# Set exercise
Each line should be copied exactly.

§ §

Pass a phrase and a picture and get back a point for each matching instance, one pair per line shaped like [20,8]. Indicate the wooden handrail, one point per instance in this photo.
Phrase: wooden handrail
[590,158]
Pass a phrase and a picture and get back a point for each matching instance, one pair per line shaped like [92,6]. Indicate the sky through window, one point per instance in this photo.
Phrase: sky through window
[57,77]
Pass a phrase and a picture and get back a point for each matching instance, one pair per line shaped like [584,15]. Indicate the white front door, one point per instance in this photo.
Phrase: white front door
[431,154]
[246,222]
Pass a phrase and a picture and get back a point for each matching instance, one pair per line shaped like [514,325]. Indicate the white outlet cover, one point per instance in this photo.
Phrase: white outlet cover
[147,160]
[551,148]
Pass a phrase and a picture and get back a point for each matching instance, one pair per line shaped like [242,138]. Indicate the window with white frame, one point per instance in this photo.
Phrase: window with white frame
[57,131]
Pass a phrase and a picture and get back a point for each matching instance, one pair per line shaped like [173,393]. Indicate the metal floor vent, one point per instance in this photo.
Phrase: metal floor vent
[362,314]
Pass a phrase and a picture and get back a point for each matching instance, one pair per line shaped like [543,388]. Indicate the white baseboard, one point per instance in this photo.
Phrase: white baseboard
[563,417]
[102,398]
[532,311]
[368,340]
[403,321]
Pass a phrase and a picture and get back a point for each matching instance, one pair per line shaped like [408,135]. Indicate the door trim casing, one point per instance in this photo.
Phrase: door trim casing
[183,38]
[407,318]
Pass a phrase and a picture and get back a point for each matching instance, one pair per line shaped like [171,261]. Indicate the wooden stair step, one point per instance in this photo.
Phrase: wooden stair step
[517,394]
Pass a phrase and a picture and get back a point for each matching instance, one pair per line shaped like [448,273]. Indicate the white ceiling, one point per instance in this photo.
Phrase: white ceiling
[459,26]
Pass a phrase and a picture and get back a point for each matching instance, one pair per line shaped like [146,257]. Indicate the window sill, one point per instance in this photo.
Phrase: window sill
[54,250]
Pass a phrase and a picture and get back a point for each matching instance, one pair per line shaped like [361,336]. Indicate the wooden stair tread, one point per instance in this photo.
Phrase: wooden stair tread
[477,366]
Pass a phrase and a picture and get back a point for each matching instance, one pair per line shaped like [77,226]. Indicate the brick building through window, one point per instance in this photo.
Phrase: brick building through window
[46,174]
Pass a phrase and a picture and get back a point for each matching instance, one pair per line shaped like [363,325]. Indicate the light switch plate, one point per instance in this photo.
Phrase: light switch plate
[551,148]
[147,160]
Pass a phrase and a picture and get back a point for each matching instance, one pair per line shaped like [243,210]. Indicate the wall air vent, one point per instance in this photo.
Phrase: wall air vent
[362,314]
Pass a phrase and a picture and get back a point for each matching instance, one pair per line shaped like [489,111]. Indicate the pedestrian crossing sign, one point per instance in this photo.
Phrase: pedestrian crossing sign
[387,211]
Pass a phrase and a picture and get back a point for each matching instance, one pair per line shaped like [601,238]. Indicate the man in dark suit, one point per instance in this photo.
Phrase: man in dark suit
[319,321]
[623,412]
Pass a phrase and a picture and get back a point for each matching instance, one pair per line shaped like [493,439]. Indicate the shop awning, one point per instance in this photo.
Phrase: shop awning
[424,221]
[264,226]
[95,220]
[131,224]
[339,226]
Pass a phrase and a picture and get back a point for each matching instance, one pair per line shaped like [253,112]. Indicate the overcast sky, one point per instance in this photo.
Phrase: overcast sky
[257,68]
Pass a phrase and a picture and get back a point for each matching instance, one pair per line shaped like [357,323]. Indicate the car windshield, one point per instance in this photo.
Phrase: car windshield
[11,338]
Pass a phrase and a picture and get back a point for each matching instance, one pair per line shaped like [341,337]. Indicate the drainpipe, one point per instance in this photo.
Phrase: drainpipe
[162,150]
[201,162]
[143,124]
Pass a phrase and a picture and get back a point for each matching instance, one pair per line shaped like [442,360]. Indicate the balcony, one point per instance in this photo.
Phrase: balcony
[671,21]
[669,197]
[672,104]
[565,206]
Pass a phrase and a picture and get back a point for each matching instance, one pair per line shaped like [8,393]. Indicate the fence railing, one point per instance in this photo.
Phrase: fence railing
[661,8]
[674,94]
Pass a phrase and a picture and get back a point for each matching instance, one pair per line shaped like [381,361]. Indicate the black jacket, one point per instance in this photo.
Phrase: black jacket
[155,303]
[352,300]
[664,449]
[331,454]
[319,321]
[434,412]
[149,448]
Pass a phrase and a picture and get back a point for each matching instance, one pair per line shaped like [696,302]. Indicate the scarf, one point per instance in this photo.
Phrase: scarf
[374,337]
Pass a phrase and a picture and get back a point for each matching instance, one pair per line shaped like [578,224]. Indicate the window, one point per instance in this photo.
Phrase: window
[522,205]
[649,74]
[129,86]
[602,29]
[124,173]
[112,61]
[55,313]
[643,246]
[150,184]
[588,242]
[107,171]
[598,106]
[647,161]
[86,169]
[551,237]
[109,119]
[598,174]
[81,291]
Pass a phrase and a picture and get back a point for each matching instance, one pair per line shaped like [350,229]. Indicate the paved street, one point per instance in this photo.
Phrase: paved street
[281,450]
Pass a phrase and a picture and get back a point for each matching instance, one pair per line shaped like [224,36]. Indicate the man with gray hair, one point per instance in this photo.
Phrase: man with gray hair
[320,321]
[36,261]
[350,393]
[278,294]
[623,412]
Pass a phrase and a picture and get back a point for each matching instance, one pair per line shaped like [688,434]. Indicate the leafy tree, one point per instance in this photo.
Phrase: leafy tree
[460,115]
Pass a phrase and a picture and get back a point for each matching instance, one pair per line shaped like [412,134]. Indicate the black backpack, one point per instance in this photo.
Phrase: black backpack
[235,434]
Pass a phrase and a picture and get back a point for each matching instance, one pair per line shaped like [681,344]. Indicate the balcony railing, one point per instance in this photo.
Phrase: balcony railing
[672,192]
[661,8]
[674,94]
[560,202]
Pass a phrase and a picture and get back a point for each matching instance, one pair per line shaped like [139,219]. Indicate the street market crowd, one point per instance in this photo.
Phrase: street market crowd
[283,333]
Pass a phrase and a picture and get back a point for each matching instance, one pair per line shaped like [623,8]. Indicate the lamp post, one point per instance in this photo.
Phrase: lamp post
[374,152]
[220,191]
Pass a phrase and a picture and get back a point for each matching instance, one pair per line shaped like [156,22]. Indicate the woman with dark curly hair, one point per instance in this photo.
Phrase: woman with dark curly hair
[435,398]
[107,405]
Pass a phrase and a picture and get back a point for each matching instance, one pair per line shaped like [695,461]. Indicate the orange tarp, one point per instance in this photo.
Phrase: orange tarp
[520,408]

§ §

# Response to the exercise
Pass a phrase and a picture and get back a point for each matching instance, one pair per line shaped like [20,8]. Indicate the wooden handrail, one point per instance in this photo.
Phrase: wooden handrail
[590,158]
Pass a phrase and a picture and get back a point for each matching instance, one pair per line shaped like [92,6]. Indicate the sky through window, one point per instance in this photo.
Phrase: sky through window
[57,77]
Pass a phrase and a picture and get back a point for each matching instance, one pair per line shaped like [584,15]. Indicate the white front door, one point per instance in this photo.
Phrase: white front door
[431,154]
[246,222]
Pass a phrase and a picture and get back a point for each matching instance, one pair per line shaped like [514,325]. Indicate the white outlet cover, one point per instance in this photo.
Phrase: white outlet cover
[147,160]
[551,148]
Pass a phrase and a picture and get back a point for each matching instance, one pair per line shaped like [242,138]. Indicate the window with white frame, one point per instance in this photo.
Phrase: window with white frame
[57,131]
Pass a phrase and a picture and get back a point for each matching instance, one pair per line shaped like [173,393]. Indicate the metal floor vent, one point per instance in this photo.
Phrase: metal floor vent
[362,314]
Pass a phrase and a picture and get back a point for each matching instance, one pair per line shaped like [543,388]. Indicate the white baseboard, one point per instance in this photo.
Phrase: white baseboard
[563,417]
[102,398]
[532,311]
[368,340]
[403,321]
Pass a phrase and a picture and get back a point for each matching instance, one pair per line shaped like [408,135]. Indicate the door trim casing, one point per instance in this photo.
Phrase: door trim casing
[183,38]
[407,318]
Pass a phrase and a picture and get back a point for each matching instance, one pair per line shaped like [171,261]. Indicate the wooden stair step, one point per instance in this photo.
Phrase: wooden stair step
[517,394]
Pass a phrase and a picture and get back a point for each matching instance, one pair per line shaped like [448,273]. Indicate the white ceiling, one point per instance in this photo.
Phrase: white ceiling
[459,26]
Pass a phrase and a picture and get back a point for each matching instance, one pair per line shaped like [146,257]. Indicate the window sill, one point per instance in this photo.
Phrase: window sill
[54,250]
Pass a phrase and a picture and get back a point for each matching instance, one pair per line shaped like [361,336]. Indicate the wooden stair tread, one point per instance in this photo.
Phrase: wooden stair tread
[477,366]
Pass a phrase and a picture and get back a point for each matching instance, one pair per line shaped like [77,226]. Indicate the brick building through window, one point per instance in this photo.
Phrase: brick building through window
[46,174]
Pass a phrase and a picture and get back a point for each matching instance, one pair per line shaped like [363,325]. Indicate the light switch plate, one point per instance in this photo.
Phrase: light switch plate
[551,148]
[147,160]
Pass a phrase and a picture and get back a point for each matching instance, one pair per line shaped like [243,210]. Indicate the wall air vent, one point per instance in this photo.
Phrase: wall air vent
[362,314]
Pass a phrase and a picture and get back a point for each matching instance, one pair per line shaped like [489,111]. Indicate the pedestrian crossing sign, one point per instance in this photo.
Phrase: pedestrian crossing sign
[387,211]
Pass a phrase and a picture and get back a point for each matching instance, one pair per line shaped like [601,238]. Indicate the man in dark suit, one point per instance in this photo.
Phrase: man in dark suit
[319,321]
[623,412]
Pass a phrase and a picture and get back a point for each matching instance, one pair per line shaped like [493,439]. Indicate the shop awning, one point per instance in this photo.
Phrase: shop awning
[424,221]
[264,226]
[95,220]
[131,224]
[339,226]
Pass a phrase and a picture and get back a point for each matching instance, one pair per line shaped like [253,112]. Indicate the overcast sky, one point per instance in this photo.
Phrase: overcast sky
[257,68]
Pass a phrase and a picture and get back a point for each matching instance, one pair per line shaped like [357,323]. Indicate the car windshield, one point per instance in this photo.
Phrase: car windshield
[11,338]
Pass a phrase and a picture and get back a point for each matching instance, one pair per line shaped like [341,337]. Indicate the drainpipe, one point per instance in this photo.
Phrase: drainpipe
[162,150]
[201,162]
[143,124]
Pass a phrase and a picture and get back a point for each matching instance, one pair per line shaped like [442,360]. Indicate the balcony, one point per instance in this photo.
Phrase: balcony
[671,21]
[669,197]
[672,104]
[565,206]
Pass a phrase and a picture and get back a point for each matching instance, one pair per line shaped like [8,393]. Indicate the fence railing, one point per instance in this photo.
Phrase: fence railing
[661,8]
[674,94]
Pass a phrase and a picture and get back a point for each matching instance, one pair per line shaped like [381,361]. Indicate the black jacket, one point per instance in this photo.
Phrase: black jacket
[155,303]
[352,300]
[664,449]
[331,454]
[319,321]
[434,412]
[149,448]
Pass a phrase and a picture and get back a point for each matching instance, one pair per line shaped like [696,302]. Indicate the scarf, one point per instance in this photo.
Phrase: scarf
[374,337]
Pass a phrase and a picture and get back a point for each matching instance, one pair per line shaped like [578,224]. Indicate the window, one point per instance in this photo.
Phrase: window
[522,205]
[649,74]
[129,86]
[602,29]
[124,173]
[112,61]
[55,313]
[643,246]
[150,184]
[588,242]
[107,171]
[598,106]
[647,161]
[86,169]
[551,237]
[109,119]
[598,174]
[81,291]
Pass a phrase and a picture and get back a point for each matching instance, one pair per line shaped like [350,229]. Indicate the paved street, one point per instance in this photo.
Phrase: paved street
[281,450]
Pass a phrase and a picture and get back a point for each matching instance, one pair per line shaped like [224,36]. Indicate the man with gray hair, one point per instance in this photo.
Phrase: man with gray hair
[320,321]
[36,261]
[350,393]
[278,294]
[623,412]
Pass a phrase and a picture and get back a point for each matching instance, one pair per line shaped like [688,434]. Indicate the leafy tree, one point per instance in this photo.
Phrase: leafy tree
[460,115]
Pass a phrase and a picture and get back a point for each matching instance, one pair per line shaped like [412,134]. Indicate the black backpack, one point per instance in this photo.
Phrase: black backpack
[235,434]
Pass a phrase and a picture and get back a point for each matching instance, one pair per line shaped like [681,344]. Indicate the balcony railing, one point per instance in this photo.
Phrase: balcony railing
[672,192]
[661,8]
[674,94]
[560,202]
Pass a phrase and a picture and get back a point for each matching instance, one pair per line shaped like [139,219]. Indicate the street market crowd, one point per instance in this photo.
Phrase: street market crowd
[283,333]
Pass a phrase and a picture and get back a point for each matching instance, one pair per line shaped like [623,8]. Indicate the lamp post, one point per instance in this photo.
Phrase: lamp post
[374,152]
[220,191]
Pass a phrase and a picture and get back a point for each matching instance, one pair per line shaped like [156,22]. Indicate the woman with dark curly hair, one point per instance in this photo.
Phrase: woman with dark curly hair
[435,398]
[107,405]
Pass a phrase and a picture and get back a point for each matching instance, one pair per line shaped like [695,461]. Indicate the orange tarp, one point per instance in this photo.
Phrase: orange tarp
[520,408]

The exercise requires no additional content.